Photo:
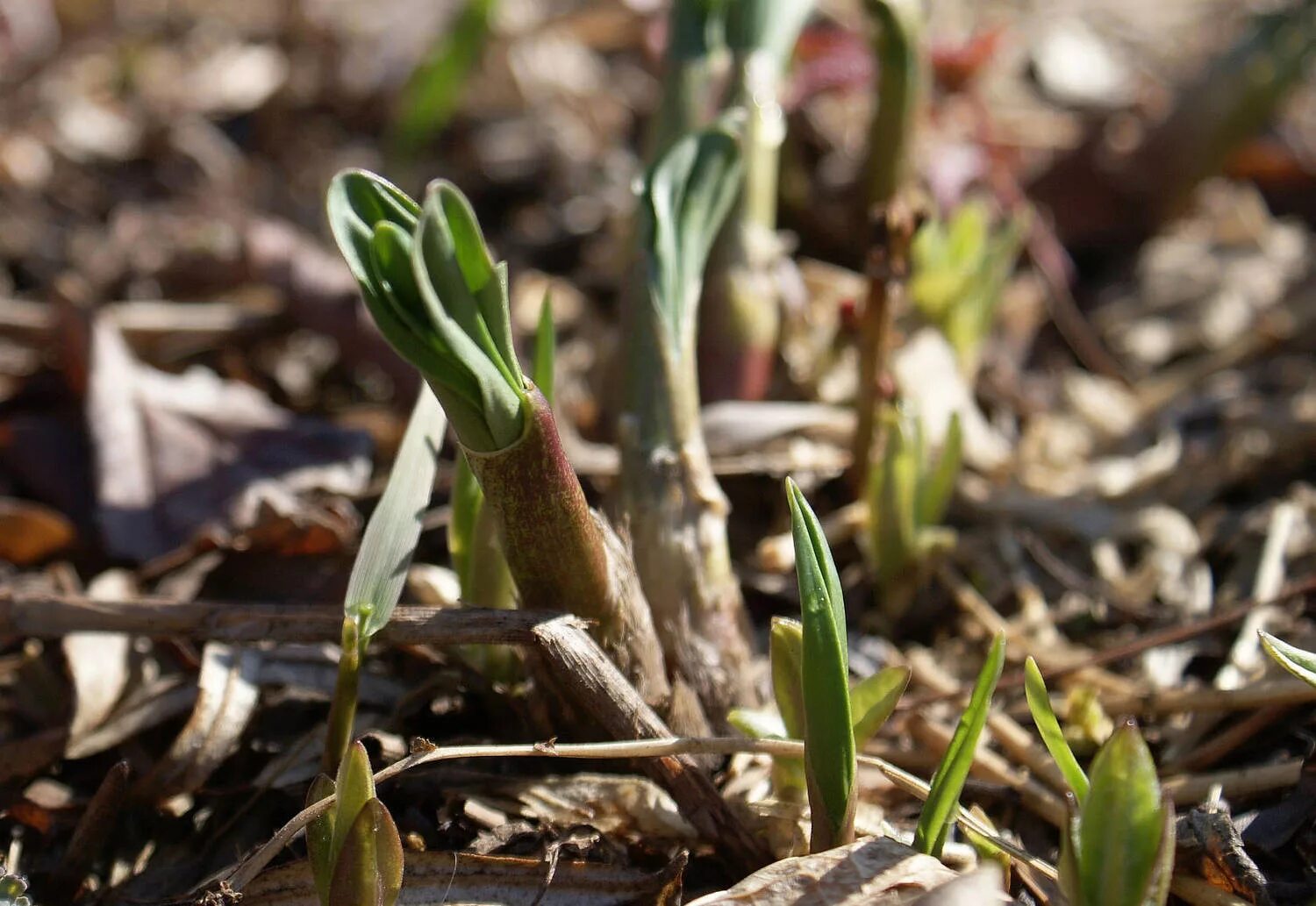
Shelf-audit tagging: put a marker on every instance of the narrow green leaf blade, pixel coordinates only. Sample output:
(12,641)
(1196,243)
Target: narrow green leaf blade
(355,787)
(320,838)
(828,739)
(1121,824)
(786,653)
(1040,705)
(939,811)
(1291,658)
(545,350)
(379,571)
(370,866)
(873,701)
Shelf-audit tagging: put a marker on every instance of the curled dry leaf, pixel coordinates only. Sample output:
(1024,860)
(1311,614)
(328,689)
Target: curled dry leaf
(97,661)
(175,453)
(31,532)
(460,877)
(871,872)
(228,698)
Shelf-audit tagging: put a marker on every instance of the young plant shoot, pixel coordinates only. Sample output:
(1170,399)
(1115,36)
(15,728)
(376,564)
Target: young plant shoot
(829,756)
(379,569)
(939,811)
(354,850)
(908,493)
(741,310)
(441,302)
(676,510)
(958,273)
(871,703)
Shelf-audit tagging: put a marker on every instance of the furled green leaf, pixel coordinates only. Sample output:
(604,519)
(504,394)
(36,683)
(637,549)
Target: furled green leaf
(379,571)
(939,484)
(434,89)
(828,738)
(355,787)
(320,838)
(939,811)
(758,724)
(370,866)
(873,701)
(687,195)
(1121,824)
(786,655)
(1040,705)
(545,350)
(1291,658)
(769,26)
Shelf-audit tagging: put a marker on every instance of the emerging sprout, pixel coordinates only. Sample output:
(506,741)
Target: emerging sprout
(871,703)
(939,811)
(958,275)
(908,493)
(354,850)
(829,758)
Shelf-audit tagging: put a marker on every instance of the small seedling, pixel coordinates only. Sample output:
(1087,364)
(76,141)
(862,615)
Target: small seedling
(439,297)
(908,495)
(829,756)
(1291,658)
(939,811)
(354,851)
(1118,848)
(379,571)
(871,703)
(960,268)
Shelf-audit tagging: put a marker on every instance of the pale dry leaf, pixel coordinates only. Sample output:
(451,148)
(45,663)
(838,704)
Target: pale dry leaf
(99,661)
(873,872)
(461,877)
(226,703)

··········

* _The problem_:
Could you pull out every line of the entries above, copy each one verbatim, and leave out the pictures?

* _Exercise solution_:
Photo:
Shelf-audit tagging: put a marker on every instance of the narrow green leaf blade, pixel coordinates only. Sample output:
(12,641)
(1196,243)
Target: narrow green leaf blade
(355,787)
(320,838)
(828,739)
(1121,824)
(786,653)
(1040,705)
(939,811)
(1291,658)
(545,350)
(379,571)
(370,866)
(873,701)
Shelf-audit tagging: put a marker on every instance of the curled dry leaf, pixel coordinates only. Sample output:
(1024,860)
(1311,614)
(328,689)
Target: curled dry leaf
(97,661)
(175,453)
(31,532)
(460,877)
(871,872)
(228,698)
Shelf-audit tagging: put a marker on every instance of the young plant shoot, pixel coordinates only. Sample output:
(1170,399)
(1115,36)
(15,728)
(376,564)
Target: young plant shoot
(829,756)
(379,569)
(939,811)
(354,850)
(908,493)
(741,310)
(441,302)
(676,510)
(958,273)
(871,703)
Shelf-audit tagging: put a marker on every instance of the furled green leaf, pixel coordinates only. Sample output:
(604,519)
(504,394)
(36,683)
(637,549)
Target: furled green leaf
(379,571)
(939,484)
(434,89)
(828,738)
(355,787)
(320,838)
(939,811)
(758,724)
(370,866)
(873,701)
(687,195)
(1121,824)
(786,655)
(1040,705)
(545,350)
(1291,658)
(769,26)
Shelf-audit tagging: put a marker on every instance of the emerging sprout, pixel coordinates only. Sample output:
(506,741)
Target: emerging sprout
(871,703)
(939,811)
(958,275)
(908,493)
(354,850)
(829,758)
Shelf-audit tagging: put a marker on every instance of the small seedling, pixel coordinates only. Sample output:
(1087,364)
(76,141)
(862,615)
Target: small seedling
(439,297)
(908,495)
(829,756)
(1291,658)
(939,811)
(354,851)
(1118,848)
(379,571)
(871,703)
(960,268)
Shelf-audit tagging: put a marker on every instance of the pale dry leaf, pixel coordinates only. Sample output:
(451,148)
(45,663)
(838,704)
Target: pale dry leaf
(99,661)
(873,872)
(461,877)
(226,703)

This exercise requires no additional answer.